[Written task]: Set out the lines of the material below as a numbered list, from the first line through the line that contains "pixel 729 286", both included, leaving out any blank lines.

[Material to process]:

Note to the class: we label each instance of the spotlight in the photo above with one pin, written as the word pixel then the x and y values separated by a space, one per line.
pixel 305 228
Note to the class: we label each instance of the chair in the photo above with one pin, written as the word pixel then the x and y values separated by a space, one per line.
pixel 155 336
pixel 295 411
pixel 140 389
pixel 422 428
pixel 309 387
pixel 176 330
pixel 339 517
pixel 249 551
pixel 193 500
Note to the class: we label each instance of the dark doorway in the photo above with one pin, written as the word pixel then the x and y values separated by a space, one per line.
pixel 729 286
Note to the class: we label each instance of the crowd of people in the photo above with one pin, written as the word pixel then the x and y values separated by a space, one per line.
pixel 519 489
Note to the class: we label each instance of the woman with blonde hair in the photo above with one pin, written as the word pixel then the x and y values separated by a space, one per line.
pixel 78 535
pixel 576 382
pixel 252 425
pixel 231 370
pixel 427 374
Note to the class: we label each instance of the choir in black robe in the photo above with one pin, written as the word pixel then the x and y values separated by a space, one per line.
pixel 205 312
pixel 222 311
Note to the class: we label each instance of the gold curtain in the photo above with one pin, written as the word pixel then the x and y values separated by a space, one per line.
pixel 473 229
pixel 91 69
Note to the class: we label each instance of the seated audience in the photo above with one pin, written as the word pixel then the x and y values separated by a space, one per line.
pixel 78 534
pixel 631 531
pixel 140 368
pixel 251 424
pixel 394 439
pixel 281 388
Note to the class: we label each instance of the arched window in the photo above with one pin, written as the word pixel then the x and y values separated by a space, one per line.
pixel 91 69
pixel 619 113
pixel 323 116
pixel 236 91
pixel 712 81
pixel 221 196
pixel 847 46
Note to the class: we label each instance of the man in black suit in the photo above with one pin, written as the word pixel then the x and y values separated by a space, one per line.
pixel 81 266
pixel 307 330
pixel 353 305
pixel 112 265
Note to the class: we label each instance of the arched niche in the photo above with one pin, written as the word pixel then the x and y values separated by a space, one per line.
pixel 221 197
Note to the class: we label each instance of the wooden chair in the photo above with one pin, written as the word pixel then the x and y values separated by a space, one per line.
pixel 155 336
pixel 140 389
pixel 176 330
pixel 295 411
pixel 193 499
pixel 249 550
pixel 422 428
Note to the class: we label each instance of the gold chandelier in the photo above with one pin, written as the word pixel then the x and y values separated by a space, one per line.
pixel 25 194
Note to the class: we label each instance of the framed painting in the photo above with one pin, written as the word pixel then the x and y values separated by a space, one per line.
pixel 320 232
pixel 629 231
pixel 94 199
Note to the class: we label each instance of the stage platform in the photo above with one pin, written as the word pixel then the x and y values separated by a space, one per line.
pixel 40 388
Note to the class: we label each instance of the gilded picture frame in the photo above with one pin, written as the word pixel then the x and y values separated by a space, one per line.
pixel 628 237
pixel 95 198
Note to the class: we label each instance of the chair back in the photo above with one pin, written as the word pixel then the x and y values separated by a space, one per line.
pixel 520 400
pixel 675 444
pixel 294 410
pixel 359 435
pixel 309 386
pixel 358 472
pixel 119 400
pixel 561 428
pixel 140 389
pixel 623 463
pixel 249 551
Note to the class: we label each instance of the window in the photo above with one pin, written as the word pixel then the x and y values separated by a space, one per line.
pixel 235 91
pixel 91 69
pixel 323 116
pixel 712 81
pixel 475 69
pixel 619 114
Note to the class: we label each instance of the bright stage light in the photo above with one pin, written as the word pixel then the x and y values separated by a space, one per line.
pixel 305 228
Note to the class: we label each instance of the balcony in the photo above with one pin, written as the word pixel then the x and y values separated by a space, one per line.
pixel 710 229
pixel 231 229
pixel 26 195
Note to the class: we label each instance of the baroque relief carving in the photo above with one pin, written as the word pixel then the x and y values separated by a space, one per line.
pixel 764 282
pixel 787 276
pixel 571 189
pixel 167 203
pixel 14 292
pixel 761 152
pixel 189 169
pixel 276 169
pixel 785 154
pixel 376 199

[Response]:
1. Note to the class: we label each instance of the spotlight in the photo above with one pin, written as the word pixel then the x and y values separated by a space, one per line.
2. pixel 305 228
3. Note to the class: we label each instance of the chair in the photo above with one pin, written as the word pixel then the x and y values separated by a space, one per line.
4. pixel 155 336
5. pixel 295 411
6. pixel 140 389
7. pixel 422 428
8. pixel 309 387
9. pixel 176 330
10. pixel 339 517
11. pixel 249 551
12. pixel 193 500
13. Note to the class: we label each instance of the dark doorway in the photo above with one pin, written as the word pixel then the x and y values separated by a space, one per line.
14. pixel 729 286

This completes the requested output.